**Task details**.
Can you reproduce the material below word for word?

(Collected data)
--- BEGIN ---

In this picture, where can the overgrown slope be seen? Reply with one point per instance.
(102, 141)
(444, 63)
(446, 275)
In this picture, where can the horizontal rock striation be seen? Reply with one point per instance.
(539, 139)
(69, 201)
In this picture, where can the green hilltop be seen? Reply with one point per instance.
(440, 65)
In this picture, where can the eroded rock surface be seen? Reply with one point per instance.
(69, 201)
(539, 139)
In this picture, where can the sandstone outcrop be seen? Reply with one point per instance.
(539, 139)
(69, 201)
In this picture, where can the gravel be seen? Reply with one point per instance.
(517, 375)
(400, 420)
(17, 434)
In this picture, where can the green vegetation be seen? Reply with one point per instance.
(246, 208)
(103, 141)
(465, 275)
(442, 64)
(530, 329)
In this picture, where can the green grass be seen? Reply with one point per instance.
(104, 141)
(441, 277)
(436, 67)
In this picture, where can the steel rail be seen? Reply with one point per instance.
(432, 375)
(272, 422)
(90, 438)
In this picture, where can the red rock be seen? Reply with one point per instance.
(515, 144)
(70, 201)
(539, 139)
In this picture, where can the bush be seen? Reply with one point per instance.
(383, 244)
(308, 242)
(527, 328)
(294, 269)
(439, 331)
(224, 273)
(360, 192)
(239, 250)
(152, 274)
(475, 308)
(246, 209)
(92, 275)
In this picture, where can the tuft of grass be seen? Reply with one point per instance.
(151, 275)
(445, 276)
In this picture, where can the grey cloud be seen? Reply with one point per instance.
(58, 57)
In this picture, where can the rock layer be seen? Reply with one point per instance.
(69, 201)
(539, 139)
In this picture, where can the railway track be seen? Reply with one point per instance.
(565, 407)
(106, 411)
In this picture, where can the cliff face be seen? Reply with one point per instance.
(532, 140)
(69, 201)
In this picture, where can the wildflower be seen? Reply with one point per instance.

--- END ---

**Answer in full**.
In this picture, where can the overgrown slope be seen? Reply with one point per instance.
(102, 141)
(444, 63)
(446, 275)
In this picture, where can the horizontal rock striation be seen? Reply with one point per instance.
(539, 139)
(69, 201)
In this picture, where can the green hilltop be seen? Reply with one point per instance.
(440, 65)
In this picture, where can the eroded rock surface be seen? Reply with one point per instance.
(69, 201)
(539, 139)
In this picture, where can the sandstone outcrop be seen? Reply with one point per instance.
(539, 139)
(69, 201)
In this picture, where can the gravel be seen? Reply with one point per instance.
(517, 375)
(400, 420)
(17, 434)
In this picture, where can the green vegetation be seen? Reply with one point per instance.
(246, 208)
(103, 141)
(465, 275)
(442, 64)
(530, 329)
In this picture, where can the green grass be seen? Reply with one point per instance.
(104, 141)
(441, 277)
(436, 67)
In this picture, where can the steel rail be seen? Reply with one point per instance.
(432, 375)
(272, 422)
(90, 438)
In this picture, where can the red rock be seen? Reply with one point per instance.
(515, 144)
(70, 201)
(539, 139)
In this picture, where can the bush be seen? Reply with one point per instance.
(383, 244)
(308, 242)
(527, 328)
(294, 269)
(439, 331)
(224, 273)
(360, 192)
(239, 250)
(152, 274)
(475, 308)
(246, 209)
(92, 275)
In this picture, where can the tuft of grass be seen? Reply with one point per instance.
(151, 275)
(445, 276)
In this picture, where can the grey cloud be seen? Reply with one point per instance.
(58, 57)
In this picture, where can the rock layer be seen? Reply with one point per instance.
(69, 201)
(539, 139)
In this picture, where can the railway track be seen? Reply with one point per instance.
(565, 407)
(106, 411)
In this picture, where can the cliff face be seen? Reply with one point per instance.
(532, 140)
(69, 201)
In this picture, where can the wildflower be seen? Reply with one point per instance.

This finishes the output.